Consegna: Per ciascuna affermazione indica se concorda con il testo sulla guerra a Gaza, rispondendo sì o no e citando alla lettera le parole del testo che lo stabiliscono: 1. L'attacco di Hamas del 7 ottobre 2023 uccise circa 1.200 israeliani. 2. Benzion Netanyahu studiò la fine della vita ebraica nella Francia medievale. 3. Le Forze di Difesa israeliane ammettono che a maggio i morti erano 53.000.

Estratto testuale:
▬▬▬▬▬▬

La vittoria totale a Gaza è un'illusione

Shlomo Ben-Ami

Quello che resterà della guerra, la “storia applicata”, la pace. Un saggio dell’ex ministro degli Esteri israeliano

Il 7 ottobre 2023 è una data che perseguiterà per sempre Israele. Gli eventi di quel giorno furono atroci: Hamas lanciò un vile attacco contro Israele, uccidendo circa 1.200 israeliani e prendendone in ostaggio altri 251. Ma l’attacco di Hamas ha portato presto ad atrocità anche peggiori, con la ritorsione israeliana che è degenerata in una guerra prolungata di inimmaginabile ferocia a Gaza.

Il primo ministro israeliano Benyamin Netanyahu ha iniziato la guerra a Gaza senza alcuna visione realistica su come concluderla. La sua preoccupazione principale era proteggere il suo fragile governo di coalizione – che dipende dal sostegno di zeloti religiosi di estrema destra – e farsi scudo dal processo per accuse di corruzione. Così, mentre le truppe israeliane riducevano in macerie le città di Gaza, Netanyahu lanciò anche un attacco contro le leggi e le istituzioni israeliane, tutto in nome del raggiungimento della “vittoria totale” su Hamas – che, dal punto di vista del governo Netanyahu, sembra essere sinonimo di Palestina.

Due anni dopo, Israele difficilmente può essere considerato vittorioso. Almeno 60.000 palestinesi sono morti, con le stesse Forze di Difesa israeliane (Idf) che ammettono che 53.000 erano morti a maggio, e coloro che rimangono a Gaza stanno sopportando una grave e crescente crisi umanitaria, che ha attirato condanne sempre più aspre da una parte crescente della comunità internazionale. Nel frattempo, la società israeliana è profondamente divisa e le fondamenta della sua democrazia sono state distrutte, forse irreparabilmente.

Nessuno studioso di Storia

C’è una certa ironia nel fatto che il leader israeliano che ha aperto il vaso di Pandora a Gaza sia figlio di un acclamato storico. Certo, Benzion Netanyahu – che studiò la fine della vita ebraica nella Spagna medievale attraverso la lente dell’antisemitismo, e considerava la storia ebraica come una serie di olocausti – era una sorta di dissidente fatalista. Ma suo figlio ha mostrato scarso interesse a comprendere la storia – solo a usarla per far avanzare i suoi obiettivi e interessi politici.

▬▬▬▬▬▬

Dati estratti:
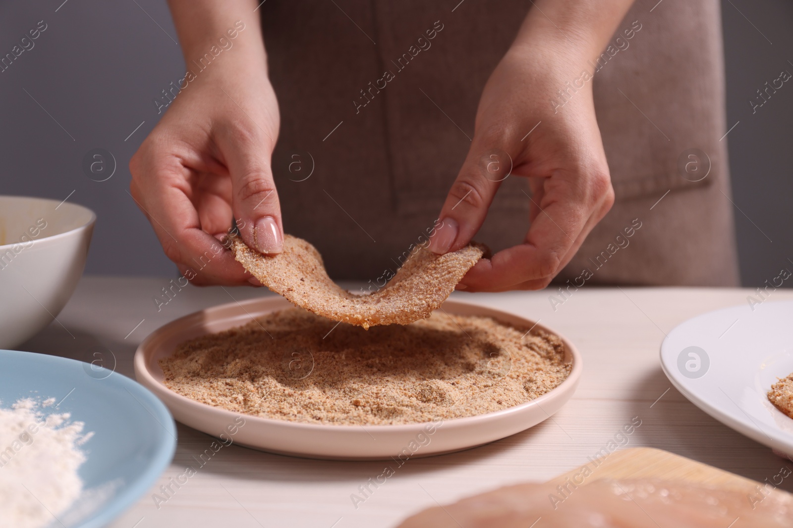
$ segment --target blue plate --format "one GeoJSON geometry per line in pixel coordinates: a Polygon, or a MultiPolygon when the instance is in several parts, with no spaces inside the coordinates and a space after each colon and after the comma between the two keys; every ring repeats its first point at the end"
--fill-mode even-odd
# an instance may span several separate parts
{"type": "Polygon", "coordinates": [[[45,413],[70,412],[94,435],[81,449],[82,496],[52,526],[98,528],[136,503],[170,462],[176,427],[154,394],[97,365],[33,352],[0,350],[0,405],[56,398],[45,413]]]}

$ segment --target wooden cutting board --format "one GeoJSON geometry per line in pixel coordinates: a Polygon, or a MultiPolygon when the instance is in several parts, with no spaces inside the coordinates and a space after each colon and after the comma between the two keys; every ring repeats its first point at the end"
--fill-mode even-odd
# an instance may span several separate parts
{"type": "Polygon", "coordinates": [[[744,477],[703,464],[668,451],[651,447],[632,447],[588,461],[564,475],[550,481],[554,484],[569,482],[581,485],[600,479],[650,478],[719,486],[752,493],[762,486],[744,477]]]}

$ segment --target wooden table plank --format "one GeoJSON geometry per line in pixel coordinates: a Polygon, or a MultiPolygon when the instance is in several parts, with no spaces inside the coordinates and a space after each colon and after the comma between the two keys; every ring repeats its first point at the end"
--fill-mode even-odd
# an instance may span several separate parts
{"type": "MultiPolygon", "coordinates": [[[[53,325],[21,348],[89,361],[92,351],[109,349],[117,360],[117,370],[132,376],[137,344],[161,325],[207,306],[263,294],[255,288],[188,287],[176,291],[158,311],[154,298],[163,294],[161,288],[170,286],[169,280],[86,277],[58,317],[75,338],[53,325]]],[[[626,441],[620,440],[622,447],[664,449],[762,481],[777,474],[786,462],[793,465],[689,403],[671,386],[658,359],[665,333],[676,325],[703,312],[746,302],[751,293],[746,289],[584,287],[555,310],[549,301],[552,291],[455,293],[458,300],[540,319],[580,348],[584,360],[580,387],[552,419],[473,450],[412,459],[357,509],[351,494],[382,473],[387,462],[314,461],[230,446],[158,509],[152,493],[183,472],[192,454],[212,442],[209,436],[180,424],[178,446],[169,469],[110,526],[391,526],[412,512],[435,505],[435,500],[456,500],[521,481],[544,481],[569,471],[588,457],[596,457],[636,417],[642,424],[626,441]]],[[[788,299],[793,299],[793,292],[778,290],[771,297],[772,301],[788,299]]],[[[787,479],[781,488],[793,491],[793,481],[787,479]]]]}

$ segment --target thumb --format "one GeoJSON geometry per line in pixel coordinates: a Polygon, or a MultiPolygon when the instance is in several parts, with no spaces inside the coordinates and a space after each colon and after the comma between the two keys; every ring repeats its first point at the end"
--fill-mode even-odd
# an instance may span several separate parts
{"type": "Polygon", "coordinates": [[[218,138],[232,178],[232,211],[243,241],[265,254],[280,253],[284,231],[270,167],[270,143],[243,135],[218,138]]]}
{"type": "Polygon", "coordinates": [[[485,146],[474,138],[441,209],[439,227],[430,237],[430,249],[442,255],[468,244],[481,227],[496,192],[511,169],[511,156],[499,148],[485,146]]]}

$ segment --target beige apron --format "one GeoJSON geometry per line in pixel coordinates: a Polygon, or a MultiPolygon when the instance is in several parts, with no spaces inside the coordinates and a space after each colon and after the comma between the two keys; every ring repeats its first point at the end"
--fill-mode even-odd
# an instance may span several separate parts
{"type": "MultiPolygon", "coordinates": [[[[598,63],[616,203],[560,282],[588,269],[588,283],[737,283],[718,2],[637,2],[618,30],[632,38],[615,35],[598,63]]],[[[335,279],[375,281],[424,240],[470,146],[482,88],[531,6],[456,3],[261,7],[285,230],[313,243],[335,279]]],[[[523,240],[523,190],[524,180],[504,182],[476,240],[494,251],[523,240]]]]}

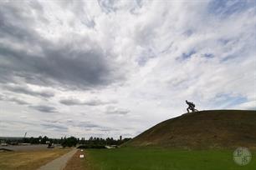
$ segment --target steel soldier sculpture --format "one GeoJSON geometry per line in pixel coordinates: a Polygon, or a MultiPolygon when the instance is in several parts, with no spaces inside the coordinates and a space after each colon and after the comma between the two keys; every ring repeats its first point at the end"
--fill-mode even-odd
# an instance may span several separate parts
{"type": "Polygon", "coordinates": [[[188,105],[188,108],[187,108],[187,112],[189,112],[189,110],[192,111],[192,112],[197,112],[197,110],[195,108],[196,105],[192,102],[187,102],[186,100],[186,103],[188,105]]]}

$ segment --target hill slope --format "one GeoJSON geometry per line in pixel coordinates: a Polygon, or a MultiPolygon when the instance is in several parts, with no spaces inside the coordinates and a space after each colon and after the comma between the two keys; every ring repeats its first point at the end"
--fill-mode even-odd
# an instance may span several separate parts
{"type": "Polygon", "coordinates": [[[256,111],[212,110],[183,114],[145,131],[125,146],[256,147],[256,111]]]}

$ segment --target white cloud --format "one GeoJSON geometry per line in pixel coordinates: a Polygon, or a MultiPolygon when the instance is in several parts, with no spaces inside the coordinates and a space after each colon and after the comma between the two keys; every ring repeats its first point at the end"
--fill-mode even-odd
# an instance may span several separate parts
{"type": "Polygon", "coordinates": [[[22,118],[39,124],[26,125],[33,135],[134,136],[186,112],[186,99],[255,108],[250,1],[1,3],[0,136],[22,133],[22,118]]]}

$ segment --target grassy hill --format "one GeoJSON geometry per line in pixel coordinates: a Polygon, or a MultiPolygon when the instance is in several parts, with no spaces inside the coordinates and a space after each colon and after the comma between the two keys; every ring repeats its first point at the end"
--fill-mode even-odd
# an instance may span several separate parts
{"type": "Polygon", "coordinates": [[[183,114],[145,131],[125,146],[256,148],[256,111],[212,110],[183,114]]]}

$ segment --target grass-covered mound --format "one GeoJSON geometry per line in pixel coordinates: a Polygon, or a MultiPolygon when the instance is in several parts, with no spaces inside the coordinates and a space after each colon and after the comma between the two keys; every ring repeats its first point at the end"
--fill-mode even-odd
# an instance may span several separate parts
{"type": "Polygon", "coordinates": [[[152,127],[125,146],[256,148],[256,111],[212,110],[183,114],[152,127]]]}

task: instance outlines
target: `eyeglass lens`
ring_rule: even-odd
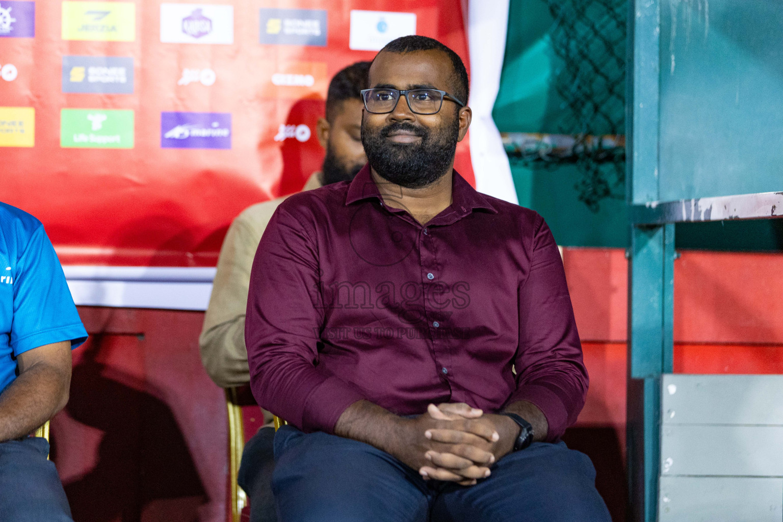
[[[373,88],[365,94],[367,110],[383,114],[394,110],[399,93],[392,89]],[[408,106],[417,114],[435,114],[443,103],[443,95],[435,89],[417,88],[407,92]]]

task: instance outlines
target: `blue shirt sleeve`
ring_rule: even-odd
[[[87,339],[57,254],[42,225],[19,258],[13,282],[11,348],[15,356],[44,344]]]

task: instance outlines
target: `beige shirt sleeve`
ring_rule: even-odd
[[[320,186],[319,179],[319,173],[313,174],[305,189]],[[244,343],[250,271],[261,236],[284,199],[258,203],[243,211],[231,224],[220,249],[199,348],[207,373],[221,387],[250,382]]]

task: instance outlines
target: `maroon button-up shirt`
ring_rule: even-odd
[[[287,199],[253,263],[245,340],[258,404],[305,431],[331,433],[360,399],[400,415],[525,400],[553,440],[587,390],[543,218],[456,172],[426,225],[383,203],[367,166]]]

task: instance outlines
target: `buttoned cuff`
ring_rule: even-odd
[[[508,404],[517,401],[532,403],[543,412],[549,426],[545,439],[547,442],[557,439],[568,427],[568,412],[565,405],[560,396],[550,388],[539,384],[524,384],[517,388]]]
[[[302,430],[306,433],[333,434],[342,412],[354,402],[364,398],[363,394],[339,377],[327,377],[310,391],[305,401]]]

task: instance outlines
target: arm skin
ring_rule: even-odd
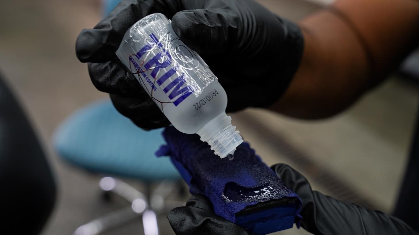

▬▬▬▬▬▬

Esito esercizio:
1. Sì: "uccidendo circa 1.200 israeliani"
2. No: "studiò la fine della vita ebraica nella Spagna medievale"
3. Sì: "con le stesse Forze di Difesa israeliane (Idf) che ammettono che 53.000 erano morti a maggio"